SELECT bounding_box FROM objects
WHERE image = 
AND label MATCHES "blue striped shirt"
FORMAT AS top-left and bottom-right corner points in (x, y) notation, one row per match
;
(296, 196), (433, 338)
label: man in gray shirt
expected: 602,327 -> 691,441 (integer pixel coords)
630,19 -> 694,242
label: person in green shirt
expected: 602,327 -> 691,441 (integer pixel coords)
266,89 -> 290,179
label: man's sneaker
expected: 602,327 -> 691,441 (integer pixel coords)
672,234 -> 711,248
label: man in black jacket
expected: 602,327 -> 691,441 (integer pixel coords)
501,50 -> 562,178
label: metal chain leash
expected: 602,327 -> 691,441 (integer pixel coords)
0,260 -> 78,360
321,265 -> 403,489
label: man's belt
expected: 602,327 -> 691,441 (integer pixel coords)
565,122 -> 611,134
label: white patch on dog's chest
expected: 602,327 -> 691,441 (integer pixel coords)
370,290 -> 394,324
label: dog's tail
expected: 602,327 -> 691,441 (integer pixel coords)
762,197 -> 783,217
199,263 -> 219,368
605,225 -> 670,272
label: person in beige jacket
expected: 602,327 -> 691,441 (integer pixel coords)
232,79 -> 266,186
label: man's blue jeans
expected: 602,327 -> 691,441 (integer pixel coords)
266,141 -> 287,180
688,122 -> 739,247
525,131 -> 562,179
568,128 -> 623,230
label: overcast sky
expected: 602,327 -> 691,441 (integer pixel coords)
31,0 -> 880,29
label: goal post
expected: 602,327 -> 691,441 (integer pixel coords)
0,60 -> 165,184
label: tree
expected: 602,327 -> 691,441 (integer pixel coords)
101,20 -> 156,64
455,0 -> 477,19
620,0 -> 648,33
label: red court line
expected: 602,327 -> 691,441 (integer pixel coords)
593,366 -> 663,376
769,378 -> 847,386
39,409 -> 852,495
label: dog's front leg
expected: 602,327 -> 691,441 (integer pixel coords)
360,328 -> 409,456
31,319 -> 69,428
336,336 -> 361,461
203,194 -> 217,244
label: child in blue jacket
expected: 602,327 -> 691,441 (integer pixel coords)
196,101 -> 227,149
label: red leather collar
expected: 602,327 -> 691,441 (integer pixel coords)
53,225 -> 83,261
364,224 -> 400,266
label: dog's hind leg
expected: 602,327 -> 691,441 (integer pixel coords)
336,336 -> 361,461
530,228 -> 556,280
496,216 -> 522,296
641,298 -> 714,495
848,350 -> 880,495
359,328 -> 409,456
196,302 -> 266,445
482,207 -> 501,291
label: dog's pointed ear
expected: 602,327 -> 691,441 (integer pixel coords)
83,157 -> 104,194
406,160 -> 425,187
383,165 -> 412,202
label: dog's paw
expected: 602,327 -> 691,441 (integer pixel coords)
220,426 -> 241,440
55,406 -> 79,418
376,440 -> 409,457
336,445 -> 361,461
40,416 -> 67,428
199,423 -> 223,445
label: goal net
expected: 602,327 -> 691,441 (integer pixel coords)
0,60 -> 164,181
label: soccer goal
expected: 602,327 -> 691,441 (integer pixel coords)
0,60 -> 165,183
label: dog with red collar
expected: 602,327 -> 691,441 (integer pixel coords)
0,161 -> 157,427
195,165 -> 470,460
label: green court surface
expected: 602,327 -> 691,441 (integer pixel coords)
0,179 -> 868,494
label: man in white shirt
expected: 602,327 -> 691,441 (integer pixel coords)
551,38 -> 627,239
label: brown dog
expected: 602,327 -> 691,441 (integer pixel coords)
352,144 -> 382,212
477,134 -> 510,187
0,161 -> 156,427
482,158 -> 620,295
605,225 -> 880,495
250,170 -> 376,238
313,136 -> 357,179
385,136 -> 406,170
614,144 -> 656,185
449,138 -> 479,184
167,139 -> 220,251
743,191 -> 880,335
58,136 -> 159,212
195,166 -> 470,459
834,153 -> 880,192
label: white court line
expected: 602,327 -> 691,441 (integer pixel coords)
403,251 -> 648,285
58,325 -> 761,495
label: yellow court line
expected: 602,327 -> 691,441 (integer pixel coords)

◆ ◆ ◆ ◆

EXERCISE INSTRUCTIONS:
Reproduce the listing above, switching every occurrence of "integer pixel coords" to "whole-number pixel coordinates" and leaving everything else unchanged.

THE RESPONSE:
SELECT bounding_box FROM objects
WHERE image = 
AND label MATCHES "blue striped shirt"
FORMAT AS top-left and bottom-right corner points in (x, y) notation, one row per match
;
(296, 196), (433, 338)
label: man in gray shirt
expected: 602,327 -> 691,441 (whole-number pixel coordinates)
630,19 -> 694,242
label: person in green shirt
expected: 602,327 -> 691,441 (whole-number pixel coordinates)
266,89 -> 290,179
label: man's sneaker
expected: 602,327 -> 691,441 (whole-number pixel coordinates)
672,234 -> 711,248
label: man in black jacket
expected: 602,327 -> 691,441 (whole-number pixel coordinates)
501,50 -> 562,178
label: metal chain leash
expected: 602,327 -> 691,441 (whole-number pixel coordinates)
0,260 -> 78,360
321,265 -> 403,489
label: man's belt
expected: 602,327 -> 691,441 (whole-number pixel coordinates)
565,122 -> 611,134
label: white patch on dog's chest
expected: 602,327 -> 691,441 (whole-number pixel coordinates)
370,290 -> 394,324
label: dog's tail
expected: 602,327 -> 691,441 (whole-number pixel coordinates)
762,197 -> 783,217
199,263 -> 219,368
605,225 -> 670,272
label: person in beige jacket
expected: 602,327 -> 691,441 (whole-number pixel coordinates)
232,79 -> 266,186
label: man's blue jeans
expected: 602,327 -> 691,441 (whole-number pixel coordinates)
266,141 -> 287,180
688,122 -> 739,247
525,131 -> 562,179
568,128 -> 623,230
label: overcast sky
expected: 602,327 -> 691,441 (whole-number pixel coordinates)
31,0 -> 880,29
label: goal post
expected: 602,327 -> 691,441 (whole-number pixel coordinates)
0,60 -> 165,184
label: tree
expected: 602,327 -> 691,441 (whole-number pixel coordinates)
101,20 -> 156,64
455,0 -> 477,19
620,0 -> 648,33
label: red court line
expected: 602,327 -> 691,441 (whole-number pixel coordinates)
593,366 -> 663,376
769,378 -> 847,386
39,409 -> 852,495
label: dog's front leg
expected: 602,327 -> 691,441 (whole-number pixel coordinates)
360,328 -> 409,456
31,319 -> 69,428
336,336 -> 361,461
203,194 -> 217,244
label: child in blue jacket
expected: 602,327 -> 691,441 (whole-number pixel coordinates)
196,101 -> 227,149
label: red leather collar
expected: 602,327 -> 691,441 (whole-number pixel coordinates)
53,225 -> 83,261
364,224 -> 400,266
label: dog's hind leg
expected: 602,327 -> 691,441 (whole-number pixel coordinates)
336,336 -> 361,461
530,228 -> 556,280
496,216 -> 522,296
641,298 -> 714,495
848,350 -> 880,495
359,328 -> 409,456
196,302 -> 266,445
482,207 -> 501,291
label: dog's pointed ear
expected: 602,327 -> 691,441 (whole-number pixel coordinates)
83,157 -> 104,194
406,160 -> 425,187
383,165 -> 412,202
label: dog's paw
expected: 602,327 -> 691,441 (whole-number pixel coordinates)
220,426 -> 241,440
55,406 -> 79,418
376,440 -> 409,457
336,445 -> 361,461
40,416 -> 67,428
199,423 -> 223,445
label: goal net
expected: 602,327 -> 691,441 (whole-number pixel coordinates)
0,60 -> 164,181
label: soccer goal
expected: 602,327 -> 691,441 (whole-number pixel coordinates)
0,60 -> 165,183
label: dog with red collar
expected: 602,327 -> 691,441 (whole-number pixel coordinates)
0,161 -> 157,427
195,165 -> 470,460
label: green court surface
expected: 602,327 -> 691,441 (whole-number pixel coordinates)
0,179 -> 868,494
label: man in white shirt
expected: 602,327 -> 691,441 (whole-number pixel coordinates)
551,38 -> 627,239
label: brown dog
expected: 602,327 -> 691,441 (whole-number pixel coordinates)
352,144 -> 382,212
477,134 -> 510,187
0,161 -> 156,427
482,158 -> 620,295
605,225 -> 880,495
250,170 -> 376,238
313,136 -> 357,179
385,136 -> 406,170
614,144 -> 656,185
449,138 -> 479,184
167,139 -> 220,251
743,191 -> 880,335
58,136 -> 159,212
195,166 -> 470,459
834,153 -> 880,192
label: white court line
expected: 602,327 -> 691,441 (whole-number pixel coordinates)
403,251 -> 648,285
58,325 -> 761,495
label: yellow court line
expected: 602,327 -> 691,441 (whole-number pixel coordinates)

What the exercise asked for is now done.